__Task set__:
A - Translate this sentence from the Les Paul thread into Spanish: "Not sure if the Trad Pro II has the same profile though."
B - List every line in the listing that contains the word "worker", matching its case exactly.

The long-scale Les Paul has a 25 1/2" scale length, not a 25" scale.
This might be relevent to some buyers looking to drop thousands of dollars on a new guitar.


----------



## StevieMac (Mar 4, 2006)

Oh yeah, I think the Traditional Pro (1st version) had a slim 60's neck profile and it definitely came with a GT finish. Not sure if the Trad Pro II has the same profile though.


----------



## Adcandour (Apr 21, 2013)

I'm going to be checking out some LPs at the 12th fret today. I know they have a few GTs there, but their descriptions sort of have me scratching my head. I'll also try to check out capsules new location (if it's open yet).


----------



## StevieMac (Mar 4, 2006)

I think I just spotted your dream guitar: http://www.ebay.com/itm/2001-GIBSON...C-/111584724639?pt=Guitar&hash=item19faf7c69f


----------



## Milkman (Feb 2, 2006)

How much to undo the damage and refinish it with nitro?

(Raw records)
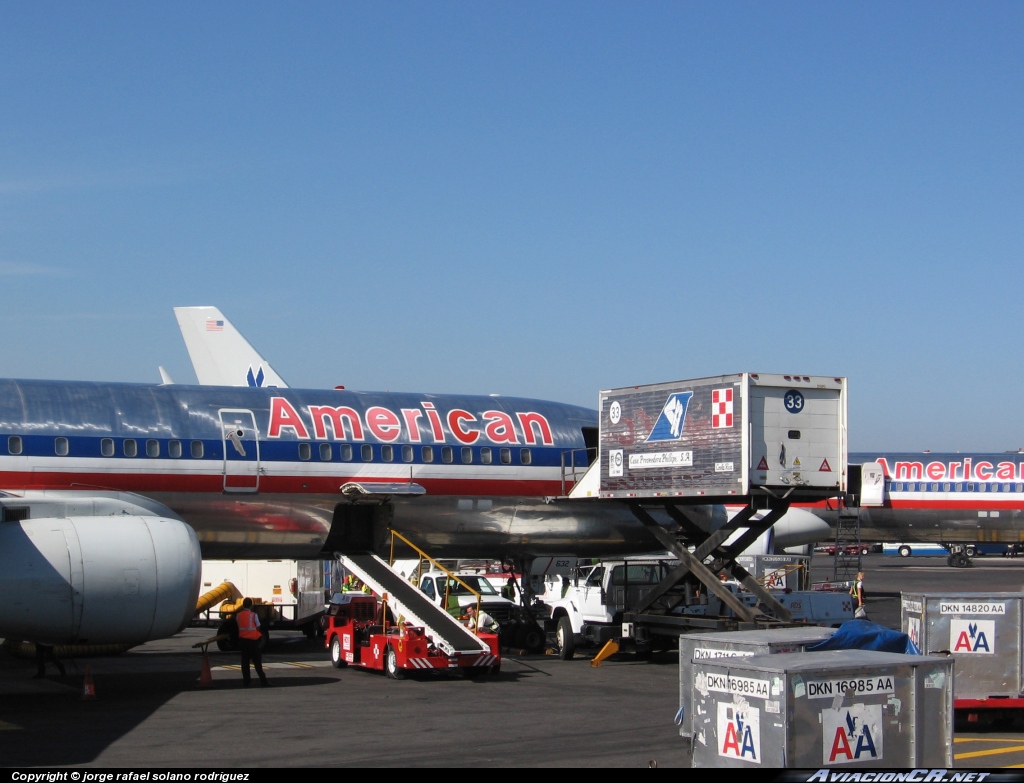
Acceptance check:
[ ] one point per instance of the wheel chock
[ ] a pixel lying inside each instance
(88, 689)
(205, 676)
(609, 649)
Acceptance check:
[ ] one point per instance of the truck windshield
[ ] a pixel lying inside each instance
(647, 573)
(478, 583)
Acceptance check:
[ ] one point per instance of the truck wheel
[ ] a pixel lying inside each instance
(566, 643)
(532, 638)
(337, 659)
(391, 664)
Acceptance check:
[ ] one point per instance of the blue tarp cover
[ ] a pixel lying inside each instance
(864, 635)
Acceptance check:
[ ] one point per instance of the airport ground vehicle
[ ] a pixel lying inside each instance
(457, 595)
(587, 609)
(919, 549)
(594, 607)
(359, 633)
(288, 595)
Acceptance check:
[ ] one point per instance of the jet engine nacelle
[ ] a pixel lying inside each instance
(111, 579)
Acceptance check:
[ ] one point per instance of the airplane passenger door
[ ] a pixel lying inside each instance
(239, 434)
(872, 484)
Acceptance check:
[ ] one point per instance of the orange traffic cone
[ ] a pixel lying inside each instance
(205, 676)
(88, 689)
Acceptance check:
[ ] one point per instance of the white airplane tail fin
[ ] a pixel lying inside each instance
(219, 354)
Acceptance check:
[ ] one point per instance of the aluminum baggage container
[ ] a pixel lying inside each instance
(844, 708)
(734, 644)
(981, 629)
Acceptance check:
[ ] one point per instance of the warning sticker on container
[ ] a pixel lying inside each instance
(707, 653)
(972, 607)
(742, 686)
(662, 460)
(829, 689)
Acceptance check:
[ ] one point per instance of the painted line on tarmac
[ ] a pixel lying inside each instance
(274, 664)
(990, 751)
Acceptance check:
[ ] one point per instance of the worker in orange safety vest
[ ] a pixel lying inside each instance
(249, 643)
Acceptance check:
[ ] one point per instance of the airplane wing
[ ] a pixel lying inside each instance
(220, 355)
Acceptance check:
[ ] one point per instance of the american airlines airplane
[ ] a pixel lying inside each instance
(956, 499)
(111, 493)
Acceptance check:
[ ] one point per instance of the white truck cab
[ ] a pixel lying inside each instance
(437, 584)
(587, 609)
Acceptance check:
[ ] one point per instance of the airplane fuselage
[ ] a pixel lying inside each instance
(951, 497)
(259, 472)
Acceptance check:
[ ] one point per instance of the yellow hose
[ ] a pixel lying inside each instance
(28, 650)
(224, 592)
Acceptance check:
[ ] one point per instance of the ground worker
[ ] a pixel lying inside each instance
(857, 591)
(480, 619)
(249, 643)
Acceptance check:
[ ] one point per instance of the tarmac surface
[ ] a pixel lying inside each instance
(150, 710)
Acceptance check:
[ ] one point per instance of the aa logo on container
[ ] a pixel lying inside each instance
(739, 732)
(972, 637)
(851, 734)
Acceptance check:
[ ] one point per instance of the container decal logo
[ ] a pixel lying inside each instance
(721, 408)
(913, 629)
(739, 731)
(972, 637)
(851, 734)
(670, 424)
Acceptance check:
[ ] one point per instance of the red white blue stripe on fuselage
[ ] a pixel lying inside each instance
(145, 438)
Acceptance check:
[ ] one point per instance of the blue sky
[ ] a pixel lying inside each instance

__Written answers__:
A - Aunque no estoy seguro de si la Trad Pro II tiene el mismo perfil.

B -
[ ] one point per instance of the worker in orange safety vest
[ ] one point per instance of the ground worker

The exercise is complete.